» REQUIRED WORK: Please edit the records, beginning at the line that has "# test: identify the white sneaker" and stopping after the line that has "x=695 y=461". Replace "white sneaker" with "white shoe", give only those lines, and leave everything else unchanged.

» DATA ROWS:
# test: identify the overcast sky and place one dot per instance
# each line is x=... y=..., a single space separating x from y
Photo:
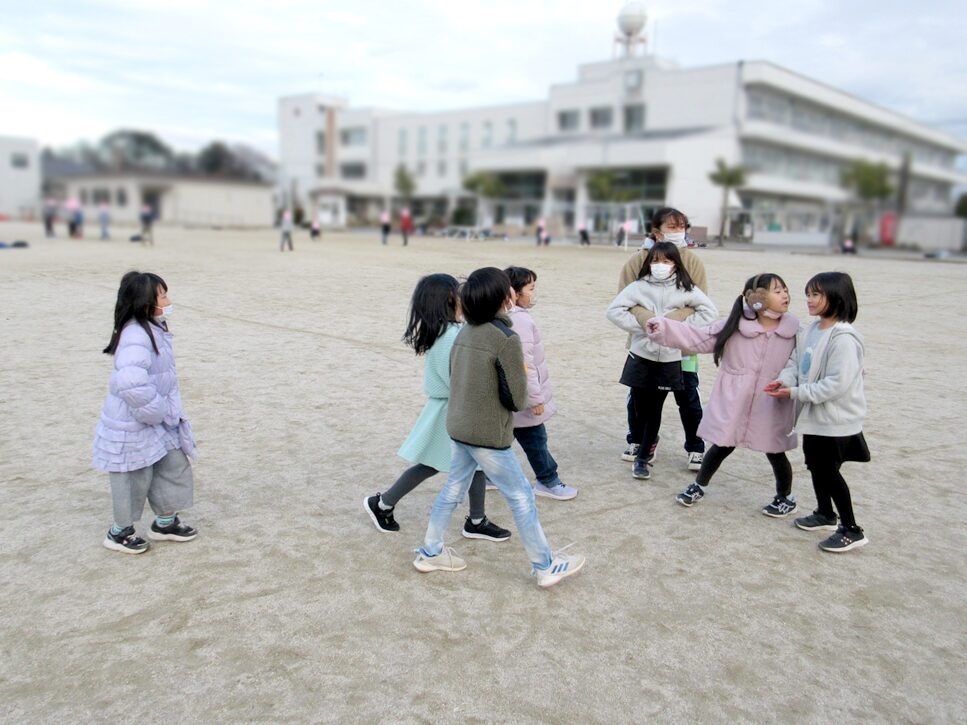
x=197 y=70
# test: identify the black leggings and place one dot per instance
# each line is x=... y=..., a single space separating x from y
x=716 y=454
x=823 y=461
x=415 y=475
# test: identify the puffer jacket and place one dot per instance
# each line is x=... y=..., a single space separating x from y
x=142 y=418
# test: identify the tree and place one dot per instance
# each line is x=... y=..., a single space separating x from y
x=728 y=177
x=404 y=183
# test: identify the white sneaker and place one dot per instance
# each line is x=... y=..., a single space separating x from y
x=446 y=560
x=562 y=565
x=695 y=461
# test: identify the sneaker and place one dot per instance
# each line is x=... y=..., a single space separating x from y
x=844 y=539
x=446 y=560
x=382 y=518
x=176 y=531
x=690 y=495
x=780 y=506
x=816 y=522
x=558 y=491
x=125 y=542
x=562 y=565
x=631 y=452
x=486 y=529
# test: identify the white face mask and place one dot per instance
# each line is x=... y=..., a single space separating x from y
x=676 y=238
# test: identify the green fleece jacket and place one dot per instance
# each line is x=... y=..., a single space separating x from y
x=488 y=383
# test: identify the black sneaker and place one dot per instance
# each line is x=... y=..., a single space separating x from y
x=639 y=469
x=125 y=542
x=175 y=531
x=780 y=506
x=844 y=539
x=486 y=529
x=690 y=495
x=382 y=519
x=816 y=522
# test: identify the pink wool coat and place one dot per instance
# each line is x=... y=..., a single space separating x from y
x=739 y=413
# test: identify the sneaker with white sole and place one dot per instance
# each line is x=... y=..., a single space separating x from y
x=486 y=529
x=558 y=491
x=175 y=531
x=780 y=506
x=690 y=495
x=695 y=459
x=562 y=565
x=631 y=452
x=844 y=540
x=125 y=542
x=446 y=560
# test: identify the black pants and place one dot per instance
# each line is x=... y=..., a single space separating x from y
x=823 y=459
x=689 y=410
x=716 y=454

--

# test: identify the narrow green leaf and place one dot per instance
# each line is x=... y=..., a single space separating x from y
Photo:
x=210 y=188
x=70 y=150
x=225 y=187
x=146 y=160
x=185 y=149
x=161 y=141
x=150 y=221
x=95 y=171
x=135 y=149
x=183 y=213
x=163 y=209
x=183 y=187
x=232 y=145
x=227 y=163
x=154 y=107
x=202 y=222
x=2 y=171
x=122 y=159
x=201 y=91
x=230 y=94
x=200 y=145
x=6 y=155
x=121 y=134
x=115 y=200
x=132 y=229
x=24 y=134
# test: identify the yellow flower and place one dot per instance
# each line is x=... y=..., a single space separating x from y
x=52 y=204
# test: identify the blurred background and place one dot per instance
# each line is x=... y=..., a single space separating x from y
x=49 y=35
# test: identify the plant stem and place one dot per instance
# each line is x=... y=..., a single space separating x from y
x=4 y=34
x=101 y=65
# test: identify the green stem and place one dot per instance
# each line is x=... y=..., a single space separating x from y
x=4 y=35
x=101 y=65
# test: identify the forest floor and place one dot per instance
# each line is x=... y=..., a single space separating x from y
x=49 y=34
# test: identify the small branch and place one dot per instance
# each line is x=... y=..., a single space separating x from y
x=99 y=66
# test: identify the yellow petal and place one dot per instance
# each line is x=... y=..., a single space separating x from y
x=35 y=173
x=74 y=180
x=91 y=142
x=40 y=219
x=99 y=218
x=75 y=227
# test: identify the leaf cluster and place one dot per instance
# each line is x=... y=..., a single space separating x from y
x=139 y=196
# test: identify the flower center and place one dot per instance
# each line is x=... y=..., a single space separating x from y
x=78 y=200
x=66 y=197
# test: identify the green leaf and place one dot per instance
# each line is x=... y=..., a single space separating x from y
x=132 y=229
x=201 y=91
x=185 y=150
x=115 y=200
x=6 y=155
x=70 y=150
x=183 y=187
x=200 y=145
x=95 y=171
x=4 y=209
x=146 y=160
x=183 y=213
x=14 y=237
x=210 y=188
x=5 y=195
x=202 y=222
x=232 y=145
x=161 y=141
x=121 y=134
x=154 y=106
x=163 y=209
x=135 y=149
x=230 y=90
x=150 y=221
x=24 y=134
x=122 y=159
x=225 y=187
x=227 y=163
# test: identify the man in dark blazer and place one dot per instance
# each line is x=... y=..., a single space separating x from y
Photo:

* * *

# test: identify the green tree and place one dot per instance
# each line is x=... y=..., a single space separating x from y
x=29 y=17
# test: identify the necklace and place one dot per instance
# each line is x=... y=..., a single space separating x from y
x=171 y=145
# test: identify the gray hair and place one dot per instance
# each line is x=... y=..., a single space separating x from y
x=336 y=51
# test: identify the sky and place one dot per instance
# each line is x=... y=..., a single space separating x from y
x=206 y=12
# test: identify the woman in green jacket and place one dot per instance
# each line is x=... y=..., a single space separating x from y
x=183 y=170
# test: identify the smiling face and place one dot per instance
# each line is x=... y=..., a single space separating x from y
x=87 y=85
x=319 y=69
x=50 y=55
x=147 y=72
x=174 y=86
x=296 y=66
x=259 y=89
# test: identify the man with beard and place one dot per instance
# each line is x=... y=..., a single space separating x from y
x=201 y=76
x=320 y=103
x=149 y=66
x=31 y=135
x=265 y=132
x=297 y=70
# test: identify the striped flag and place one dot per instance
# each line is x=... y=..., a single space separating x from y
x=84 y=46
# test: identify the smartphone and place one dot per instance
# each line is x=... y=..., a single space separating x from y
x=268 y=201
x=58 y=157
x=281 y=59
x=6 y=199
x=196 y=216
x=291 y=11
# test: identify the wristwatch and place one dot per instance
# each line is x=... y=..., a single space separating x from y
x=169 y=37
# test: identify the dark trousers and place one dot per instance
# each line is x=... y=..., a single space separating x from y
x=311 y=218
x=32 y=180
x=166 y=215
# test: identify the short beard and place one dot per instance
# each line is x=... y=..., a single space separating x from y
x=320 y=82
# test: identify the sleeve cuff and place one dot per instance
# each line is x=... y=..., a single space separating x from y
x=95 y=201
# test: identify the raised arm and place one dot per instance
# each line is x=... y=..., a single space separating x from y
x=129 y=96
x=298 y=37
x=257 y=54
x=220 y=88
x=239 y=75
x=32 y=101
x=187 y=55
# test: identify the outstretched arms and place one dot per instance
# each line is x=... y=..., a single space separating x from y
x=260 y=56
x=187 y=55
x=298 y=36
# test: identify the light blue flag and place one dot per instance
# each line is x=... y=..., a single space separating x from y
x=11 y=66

» WRITTEN ANSWER:
# test: identify the white shoe and place one dot per instance
# each line is x=... y=..., a single space separating x from y
x=446 y=560
x=562 y=565
x=695 y=461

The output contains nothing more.